| Given exercise 1 |
Reproduce the court opinion from "The Court has jurisdiction" up to and including "a final order.", swapping "final order" for "final judgment".
| Given exercise 2 |
According to the court opinion, on what date did the Court enter the order confirming the Plan?
| Given exercise 3 |
Take the court opinion further, starting right after its last sentence.

Before the Court is Defendants' Motion to Dismiss in Favor of Arbitration and to Stay the Proceedings over certain claims that allegedly occurred as part of the Spin-Off of Paragon and Noble.

There can be no question that there is a strong, indeed overwhelming, federal policy in favor of arbitration. The Supreme Court has repeatedly said so, as recently as a few months ago.3 Yet even the federal policy in favor of arbitration has its limits. This is such a case. Here certain officers and directors of parties to a contract containing *741a broad Arbitration Provision seek to require the Trust to pursue through arbitration its breach of fiduciary duty claims against those officers and directors-who are not signatories to the contract containing the Arbitration Provision. Indeed, these Paragon and Noble Directors are expressly excluded from the Arbitration Provision and included in another part of the same contract. Where fiduciaries are so expressly removed from a contract's Arbitration Provision, the Court declines to extend the policy in favor of arbitration to include these fiduciaries of the related entities.

At the same time, the Trust's claim for unjust enrichment against the Corporate Defendants that signed the relevant Agreements must proceed through arbitration. The arbitration of the unjust enrichment claim will proceed concurrently with the litigation in this Court with no stay of either proceeding being granted.

JURISDICTION & VENUE

The Court has jurisdiction over the Motion pursuant to 28 U.S.C. § 1334 as a non-core proceeding under § 157(c)(1). Venue is also proper before the United States Bankruptcy Court for the District of Delaware under 28 U.S.C. §§ 1408 and 1409. The Court has the judicial authority to enter a final order.

STATEMENT OF FACTS

A. Procedural Background

On February 14, 2016, Paragon Offshore plc ("Paragon") and affiliated entities (collectively with Paragon, the "Debtors") filed voluntary petitions for relief under chapter 11 of title 11 of the United States Code. The Court subsequently entered an order for the joint administration of these cases.4

On June 7, 2017, the Court entered an order confirming the Fifth Joint Chapter 11 Plan of Paragon Offshore plc and its Affiliated Debtors (the "Plan"). Among other things, the Plan created the Paragon Litigation Trust (the "Trust"), which was to pursue certain "Noble Claims" as defined under the Plan.5

The Trust went on to commence this adversary proceeding in December 2017 by filing a complaint (the "Complaint") alleging certain claims, all of which arose out of the 2014 spin-off of Paragon from Noble Corporation plc ("Noble").6 The Complaint encompasses claims against Noble, Paragon Directors, and Noble Directors (each defined infra and, together, the "Defendants").

| Given information |

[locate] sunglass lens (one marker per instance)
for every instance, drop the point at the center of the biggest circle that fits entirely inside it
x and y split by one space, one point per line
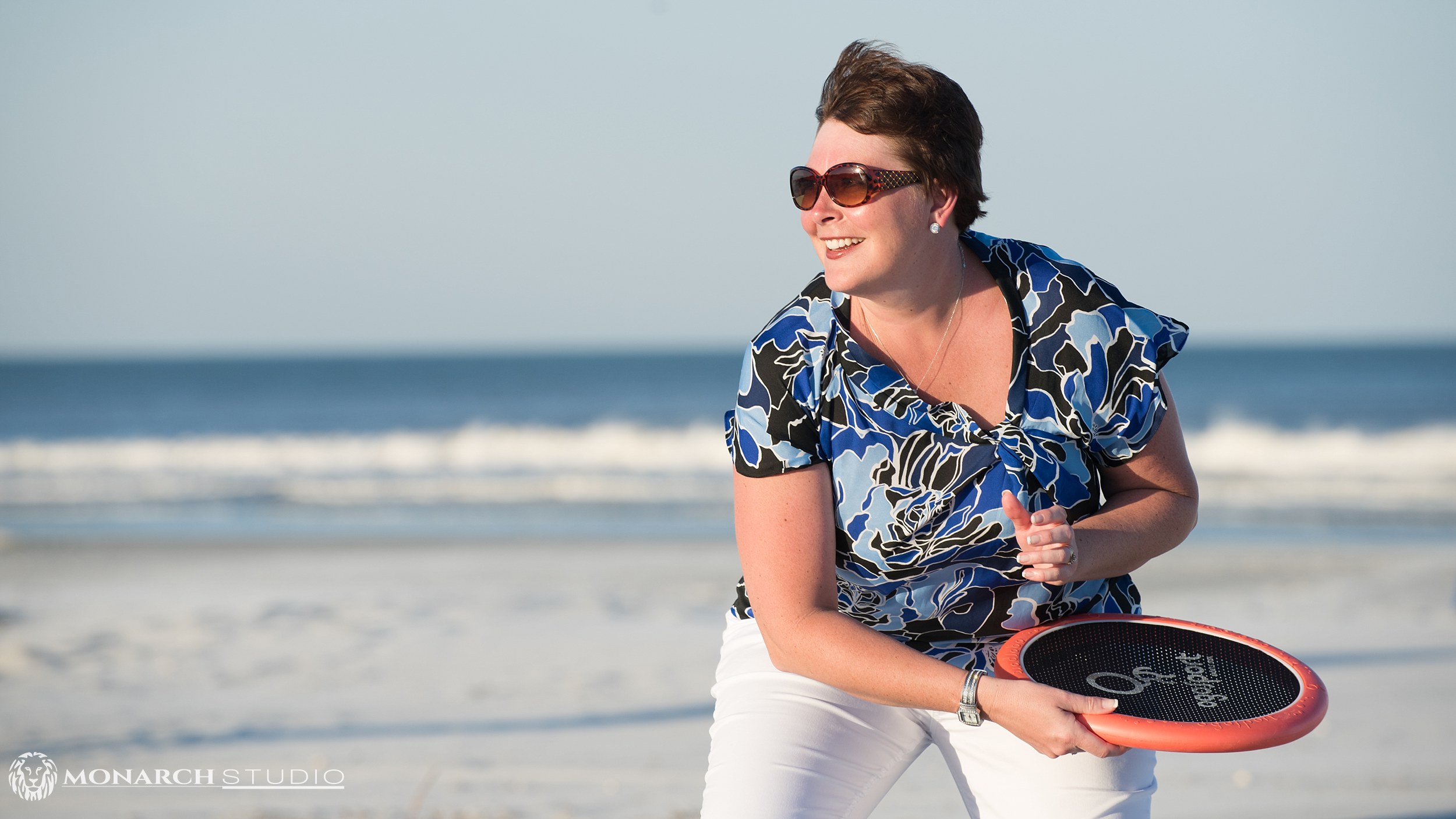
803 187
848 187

---

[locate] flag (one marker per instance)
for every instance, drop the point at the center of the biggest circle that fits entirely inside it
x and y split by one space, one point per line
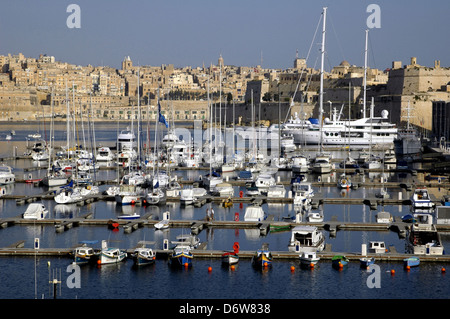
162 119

| Response 1 |
The Court has jurisdiction over the Motion pursuant to 28 U.S.C. § 1334 as a non-core proceeding under § 157(c)(1). Venue is also proper before the United States Bankruptcy Court for the District of Delaware under 28 U.S.C. §§ 1408 and 1409. The Court has the judicial authority to enter a final judgment.

| Response 2 |
June 7, 2017.

| Response 3 |
On February 15, 2018, Defendants filed their Motion to Dismiss in Favor of Arbitration and to Stay the Proceeding (the "Motion") and a supporting brief.7 The Trust filed a brief in opposition in March, and Defendant filed its reply in May.8 The Court held oral argument on the Motion on June 1, 2018.9 The issue is now fully briefed and ripe for review.

B. Factual Background

i. Counts Sought in Motion for Arbitration

The dispute described in the Complaint centers on alleged misconduct associated with the corporate spin-off of Debtors from Noble (the "Spin-Off"). In particular, *742Counts VI-VIII of the Complaint, alleging claims of (1) breach of fiduciary duty by two former Paragon Directors, (2) aiding and abetting breach of fiduciary duty against certain current and former Noble Directors, and (3) unjust enrichment against the Corporate Defendants. The Complaint also contains counts of actual and constructive fraudulent transfer and recharacterization of debt as equity against the Corporate Defendants.

The Motion asks the Court to dismiss these claims in favor of arbitration, while staying remaining issues. The Court reviews the facts alleged for each of these claims in further detail below.

a. Count VI: Breach of Fiduciary Duties

In Count VI, the Complaint alleges that Defendants James A. MacLennan ("MacLennan") and Julie J. Robertson ("Robertson," together with MacLennan the "Paragon Directors") breached fiduciary duties of loyalty, care, good faith, and candor they owed to Paragon, and thus caused Paragon to suffer significant damages.

The Complaint alleges that MacLennan served as Noble's Chief Financial Officer until February 2016, and simultaneously served as the sole member of Paragon's board of directors from Paragon's inception until July 31, 2014, the date of the Spin-Off. Robertson is also alleged to have been a member of Paragon's board of directors from shortly before the Spin-Off through 2016, while simultaneously serving as Noble's Executive Vice President.

b. Count VII: Aiding and Abetting Breach of Fiduciary Duties

In Count VII, the Complaint alleges that David Williams ("Williams") was Chairman of Noble's board of directors, as well as Noble's President and Chief Executive Officer. Ashley Almanza, Michael A. Cawley, Lawrence J. Chazen, Julie H. Edwards, Gordon T. Hall, Jon. A. Marshall, and Mary Ricciardello are all alleged to have been additional members of Noble's board of directors (together with Williams, the "Noble Directors").10

The Trust alleges that the Noble Directors knew that MacLennan and Robertson owed fiduciary duties to Paragon, and aided in breaching those duties in the context of the Spin-Off.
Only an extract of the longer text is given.